--- FRAGMENTO DEL TEXTO ---

Los minutos se hacían eternos en aquella oscuridad. La tensión se podía cortar. Por desgracia, en cuanto sonó el timbre, no pudimos salir en estampida por la puerta, tal y como yo estaba deseando, sino que nos obligó a hacerlo columna por columna, ordenadamente, esperando entre tanda y tanda el tiempo que él considerase prudencial. Una eternidad, sobre todo porque yo me sentaba en la quinta columna de una clase de seis. Cuando me tocó salir, miré a mi compiañero de banca (que por aquel entonces eran Sebi o Victor) casi pensando "buena suerte chaval, ha sido un honor servir a tu lado" e, inmediatamente se me debió activar el superpoder de la teleportación, porque lo siguiente que recuerdo es estar en el patio del colegio, buscando el autobús número uno, esquivando niños que corrían despavoridos. No recuerdo haber atravesado el pasillo hasta la escalera, ni bajar los dos pisos. Tan sólo que casi ni llegué mojado al asiento del autobús. Debí de correr a tanta velocidad que caminé sobre el agua de los charcos y las gotas de lluvia no llegaban a alcanzarme.

Aquella noche dormí intranquilo, pensando que al día siguiente iba a encontrarme un paraje desolador, con cientos trozos de carbón repartidos por el colegio, signo de las bajas entre mis compañeros, caídos en la flor de la vida, por capricho de la naturaleza, o por la ira de Zeus.  Resulta que no fue así, obviamente. Al tiempo, aprendí el como y el porqué de una tormenta eléctrica, incluidas las consecuencias de los rayos en seres humanos. Con lo que me di cuenta de que, aquella tarde de invierno de mil novecientos ochenta y tres, el único carbón que hubo en el colegio fue mi profesor de sociales. Perdón, ¿he dicho carbón?, quería decir cabrón.

--- REGISTROS ---

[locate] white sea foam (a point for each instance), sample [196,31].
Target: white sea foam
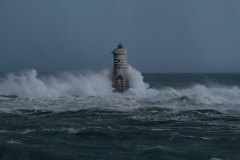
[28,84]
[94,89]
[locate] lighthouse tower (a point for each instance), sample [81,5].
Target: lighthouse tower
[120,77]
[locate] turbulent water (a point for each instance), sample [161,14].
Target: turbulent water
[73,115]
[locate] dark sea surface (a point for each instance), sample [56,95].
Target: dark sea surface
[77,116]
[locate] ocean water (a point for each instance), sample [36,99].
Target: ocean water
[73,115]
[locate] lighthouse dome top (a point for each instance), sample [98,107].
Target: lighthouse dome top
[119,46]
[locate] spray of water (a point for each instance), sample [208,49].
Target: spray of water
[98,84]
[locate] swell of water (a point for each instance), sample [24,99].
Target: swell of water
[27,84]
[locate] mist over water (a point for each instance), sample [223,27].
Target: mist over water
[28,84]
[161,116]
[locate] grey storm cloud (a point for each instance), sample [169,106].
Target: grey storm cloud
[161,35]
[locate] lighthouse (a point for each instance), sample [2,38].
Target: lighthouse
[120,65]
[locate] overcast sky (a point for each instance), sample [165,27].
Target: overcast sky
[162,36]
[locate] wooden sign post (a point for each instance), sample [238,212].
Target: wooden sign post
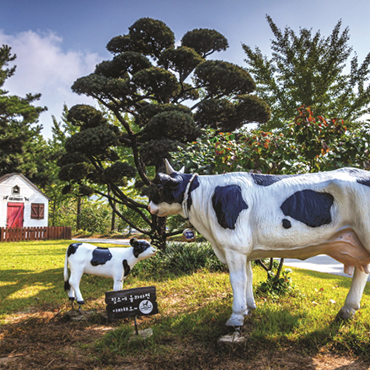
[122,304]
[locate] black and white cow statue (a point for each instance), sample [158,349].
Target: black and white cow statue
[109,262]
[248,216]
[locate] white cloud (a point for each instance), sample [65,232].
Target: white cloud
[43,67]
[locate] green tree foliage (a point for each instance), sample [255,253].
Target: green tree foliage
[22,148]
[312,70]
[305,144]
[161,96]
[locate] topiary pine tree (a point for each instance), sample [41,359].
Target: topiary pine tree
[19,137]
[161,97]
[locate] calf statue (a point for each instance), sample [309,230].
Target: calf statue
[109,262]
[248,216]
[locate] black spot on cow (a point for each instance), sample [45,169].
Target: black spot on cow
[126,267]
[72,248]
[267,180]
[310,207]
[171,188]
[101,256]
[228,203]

---
--- REGISTROS ---

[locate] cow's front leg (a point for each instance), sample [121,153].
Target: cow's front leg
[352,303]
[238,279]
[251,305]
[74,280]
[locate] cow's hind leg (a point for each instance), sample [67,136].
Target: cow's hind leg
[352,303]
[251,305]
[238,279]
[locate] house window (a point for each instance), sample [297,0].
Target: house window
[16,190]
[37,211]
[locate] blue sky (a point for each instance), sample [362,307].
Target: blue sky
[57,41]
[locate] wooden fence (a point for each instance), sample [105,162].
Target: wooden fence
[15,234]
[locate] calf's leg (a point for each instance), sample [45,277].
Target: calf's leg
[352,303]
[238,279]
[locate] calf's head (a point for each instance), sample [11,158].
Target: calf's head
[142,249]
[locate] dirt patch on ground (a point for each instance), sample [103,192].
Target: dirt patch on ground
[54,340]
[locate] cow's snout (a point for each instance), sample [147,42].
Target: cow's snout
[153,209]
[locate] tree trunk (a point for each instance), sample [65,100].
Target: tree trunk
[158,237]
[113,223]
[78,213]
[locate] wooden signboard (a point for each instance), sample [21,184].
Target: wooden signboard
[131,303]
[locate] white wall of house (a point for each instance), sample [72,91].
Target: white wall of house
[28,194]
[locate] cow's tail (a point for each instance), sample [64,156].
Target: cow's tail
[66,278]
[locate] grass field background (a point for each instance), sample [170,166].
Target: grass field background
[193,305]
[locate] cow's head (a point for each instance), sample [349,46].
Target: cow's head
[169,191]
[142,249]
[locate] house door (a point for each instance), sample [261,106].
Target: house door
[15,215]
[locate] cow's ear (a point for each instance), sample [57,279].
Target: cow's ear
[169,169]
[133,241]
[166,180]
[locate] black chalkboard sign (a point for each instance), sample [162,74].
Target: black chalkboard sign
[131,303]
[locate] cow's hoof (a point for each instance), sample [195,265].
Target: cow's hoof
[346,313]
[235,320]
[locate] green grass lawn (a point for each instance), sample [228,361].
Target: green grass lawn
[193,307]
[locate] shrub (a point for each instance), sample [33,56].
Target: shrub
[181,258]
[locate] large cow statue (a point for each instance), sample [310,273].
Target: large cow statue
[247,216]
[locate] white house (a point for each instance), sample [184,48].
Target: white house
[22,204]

---

ENUNCIADO >> Enumera todos los nombres propios que aparecen en el relato. Los registros no tienen relación con el relato.

RESPUESTA >> Sebi, Victor, Zeus